• [Fragmento]
= = = =
Imperando la licencia marital, nada era más miserable que la esposa, relegada a un grado de abyección tal, que se consideraba como un instrumento para la satisfacción del vicio o para engendrar hijos.

Impúdicamente se compraba y se vendían a las que iban a casarse, cual si se tratara de  cosas materiales, concediendo a veces al padre y al marido incluso la potestad de castigar a la esposa con el último suplicio.

La familia nacida de tales matrimonios necesariamente tenía que contarse entre los bienes del Estado o se hallaba bajo el dominio del padre, a quien las leyes facultaban además, para proponer y concertar a su arbitrio los matrimonios de sus hijos, y hasta para ejercer sobre los mismos la monstruosa potestad de vida y muerte”.

El panorama histórico sobre la unión matrimonial, que tan magníficamente describe el Papa León XIII, de forma resumida, es devastador, pero no por ello menos extremadamente cierto. Estas cosas son las que sucedieron en los tiempos antiguos, antes de la venida del Mesías a la Tierra, para salvar a los hombres.
= = = =
• [Trabajo por hacer]
• a. Transcribe literalmente la parte del fragmento sobre el matrimonio en los tiempos antiguos que va de "El panorama histórico" a "a los hombres.", ambos incluidos.
• b. Indica si cada afirmación concuerda con el fragmento y cita las palabras que lo deciden: (i) a las que iban a casarse se las compraba y vendía; (ii) el padre necesitaba el acuerdo de sus hijos para concertar sus matrimonios; (iii) el fragmento tacha de exagerado el panorama que describe el Papa León XIII.

• [Datos mostrados]
= = = =
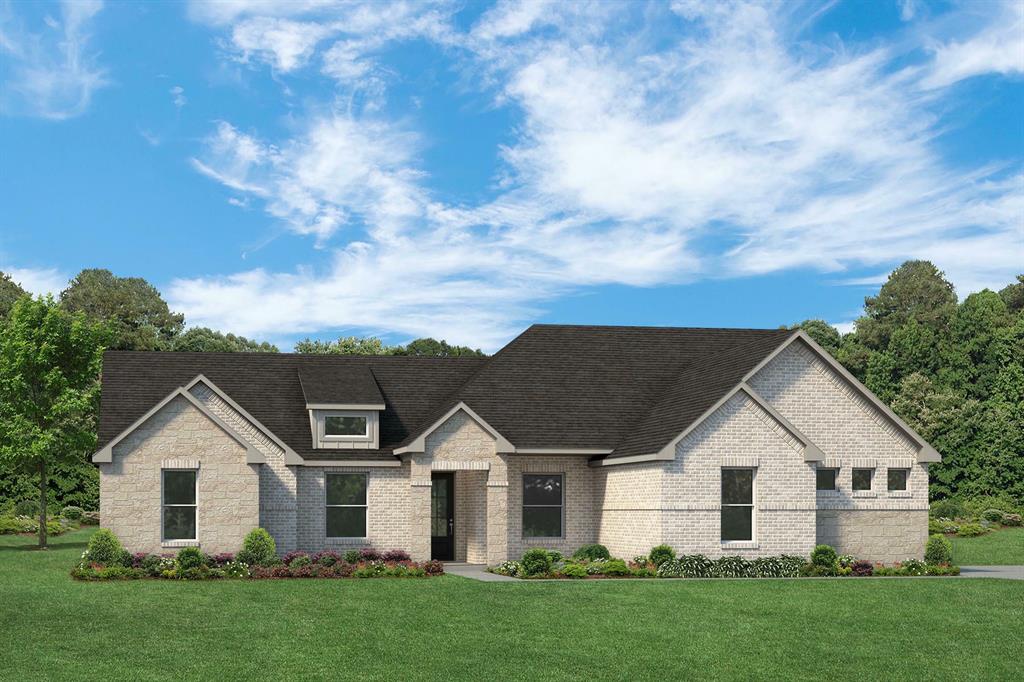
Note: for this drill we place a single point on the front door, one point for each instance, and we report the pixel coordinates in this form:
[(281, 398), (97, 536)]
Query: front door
[(442, 516)]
= = = =
• [Respuestas por tarea]
• a.
El panorama histórico sobre la unión matrimonial, que tan magníficamente describe el Papa León XIII, de forma resumida, es devastador, pero no por ello menos extremadamente cierto. Estas cosas son las que sucedieron en los tiempos antiguos, antes de la venida del Mesías a la Tierra, para salvar a los hombres.

• b.
(i) Sí: «Impúdicamente se compraba y se vendían a las que iban a casarse».
(ii) No: «para proponer y concertar a su arbitrio los matrimonios de sus hijos».
(iii) No: «es devastador, pero no por ello menos extremadamente cierto».